** START Excerpted text **
Reviewing golf lessons for business enterprises

At some point in the life of most golfers, it becomes apparent that the sport provides practical lessons to many other aspects of life, including the workplace. Indeed, many articles have been written about the comparisons that exist between the workings of golf and the workings of business. Most authors of these articles derive lessons from personal experiences on the course and in the boardroom. These lessons are often thought provoking and entertaining, but they generally make no attempt to correlate their conclusions with existing business research literature.

In this paper, we will provide the reader with four of the most common observations about what it takes to excel at the game as voiced by several of its finest players, both past and present. We will then relate these observations to the business enterprise by delving into the body of business-related research for the purpose of formulating and lending support to the golf-related business lessons we provide in this paper.


Cary Middlecoff, a top-ranking American professional golfer on the PGA Tour from 1947 to 1961, often lamented that there are a number of golfing types who, in his view, cost themselves strokes because the clubs and/or balls they use are not the ones best suited for their particular games. That view was shared by Mildred Didrikson Zaharias, one of the greatest woman golfers of all time, who expressed a belief that many beginners, and even some experienced players, defeat their efforts to play golf well by depending on unsuitable equipment.

From a practical standpoint, clubs and balls are the resources most necessary to successfully negotiating a golf course. In the workplace, there are a wide variety of resources available to the business professional. Nevertheless, ignoring the need to use them correctly can prove detrimental to organizational performance. And the need to deploy resources correctly applies to human resources.
** END Excerpted text **
** START Given data **
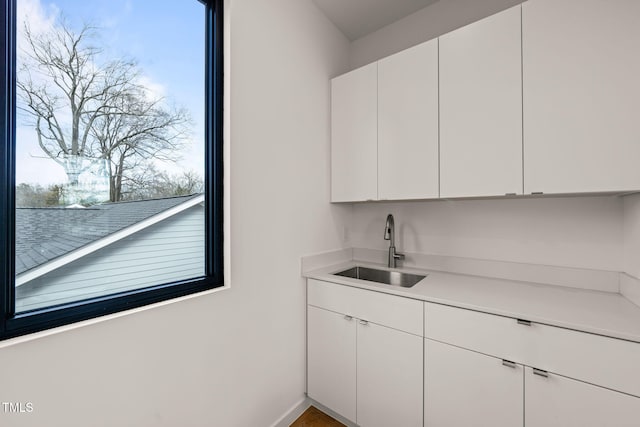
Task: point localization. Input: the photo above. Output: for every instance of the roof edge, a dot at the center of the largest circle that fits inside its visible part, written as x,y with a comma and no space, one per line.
87,249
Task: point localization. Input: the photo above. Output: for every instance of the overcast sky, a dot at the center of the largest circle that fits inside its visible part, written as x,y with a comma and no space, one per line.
165,37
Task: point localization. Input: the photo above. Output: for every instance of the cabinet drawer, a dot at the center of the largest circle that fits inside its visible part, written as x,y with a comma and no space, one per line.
596,359
395,312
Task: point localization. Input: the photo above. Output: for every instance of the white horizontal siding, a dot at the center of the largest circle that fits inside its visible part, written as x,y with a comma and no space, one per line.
169,251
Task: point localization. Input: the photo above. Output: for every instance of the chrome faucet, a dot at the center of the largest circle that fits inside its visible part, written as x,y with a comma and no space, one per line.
390,235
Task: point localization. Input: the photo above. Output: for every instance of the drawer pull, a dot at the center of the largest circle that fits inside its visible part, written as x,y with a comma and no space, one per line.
508,363
540,373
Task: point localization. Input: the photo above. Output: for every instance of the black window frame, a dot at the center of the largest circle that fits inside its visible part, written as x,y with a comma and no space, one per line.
12,324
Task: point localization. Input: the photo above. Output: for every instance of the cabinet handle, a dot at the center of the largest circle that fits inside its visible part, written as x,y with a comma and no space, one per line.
523,322
508,363
540,373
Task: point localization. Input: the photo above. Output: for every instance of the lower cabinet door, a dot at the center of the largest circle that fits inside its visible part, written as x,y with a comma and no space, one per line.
556,401
465,388
331,360
390,377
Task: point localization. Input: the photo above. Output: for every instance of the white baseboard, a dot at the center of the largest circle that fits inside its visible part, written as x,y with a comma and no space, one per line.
292,414
299,408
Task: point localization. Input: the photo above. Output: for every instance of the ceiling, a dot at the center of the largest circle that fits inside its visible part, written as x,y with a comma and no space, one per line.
357,18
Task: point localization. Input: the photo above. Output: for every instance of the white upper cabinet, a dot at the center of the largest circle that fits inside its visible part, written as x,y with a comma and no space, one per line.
** END Given data **
[Exercise tasks]
**1)** Reproduce a portion of the essay on golf lessons for business word for word, starting with "Reviewing golf lessons" and going on through "business research literature.".
**2)** Carry the essay on golf lessons for business forward from the point where it stops.
The data above has no connection to the essay on golf lessons for business.

[Responses in order]
**1)**
Reviewing golf lessons for business enterprises

At some point in the life of most golfers, it becomes apparent that the sport provides practical lessons to many other aspects of life, including the workplace. Indeed, many articles have been written about the comparisons that exist between the workings of golf and the workings of business. Most authors of these articles derive lessons from personal experiences on the course and in the boardroom. These lessons are often thought provoking and entertaining, but they generally make no attempt to correlate their conclusions with existing business research literature.

**2)**
In “Resources that drive performance,” a 2005 study by B. Fernandez, J. Mills, and M. Fleury, which was published by the International Journal of Productivity and Productivity Management, the authors explored the effects of a variety of indicators on internal process, customer satisfaction, sales, and expenses. The resources considered consisted of HR practices and competencies as well as environmental factors related to internal processes such as product availability. The authors determined that, while internal processes related to production had the greatest influence over organizational performance, employee satisfaction was significantly correlated with internal process, financial targets, and customer satisfaction. We know from many studies that the quality of the workplace environment has a profound effect on employee job satisfaction. Research indicates that investments in employee development and the opportunities for employees to actively utilize recently acquired knowledge, skills and abilities in the workplace is a substantial driver of satisfaction. Indeed, Fernandez, Mills and Fleury determined that employee competence alone presented no correlation with organizational performance. The authors correctly surmise that people can be competent, but if they are not managed appropriately and given an opportunity to fully contribute their time and talents towards meaningful work that advances the interests of the business, competence alone will not be converted into organizational performance.

In a 2009 study entitled “Information technology resources and business performance,” published in the Asia Pacific Management Review, T. Pham and E. Jordon explored the relationship between tech resources and business performance. The authors employed financial, operational, and stakeholder measures to determine overall organizational performance. Not surprisingly, these authors found that both IT human resources (a construct consisting of two factors: personnel skills related to business technology, managerial and interpersonal skills; and, company specific knowledge related to IT) and IT infrastructure significantly affect business performance. In fact, IT human resources had the greatest effect on business performance. The authors suggest that organizations with highly competent IT people may be able to promote and achieve a significant competitive advantage via performance differentiation. They advise managers to focus first on the quality of their IT people assets, then on the quality of their IT infrastructure.



Tommy Armour and Jack Nicklaus, who are considered by many to be the most influential players in the history of the game of golf, both pushed the importance of self-assessment. Armour observed that every golfer scores better when he learns his own capabilities. Nicklaus warned about pride, noting nobody should ever think they are too good to learn a lesson.

Clearly, such thoughts are readily appreciated by those of us who play golf, but what is the relevance to the business executive intent on maximizing organizational performance and profitability? Simple: Too many executives fail to understand that capabilities can always be improved, which is why it is important for everyone involved in the game of business to perpetually seek out help to improve performance.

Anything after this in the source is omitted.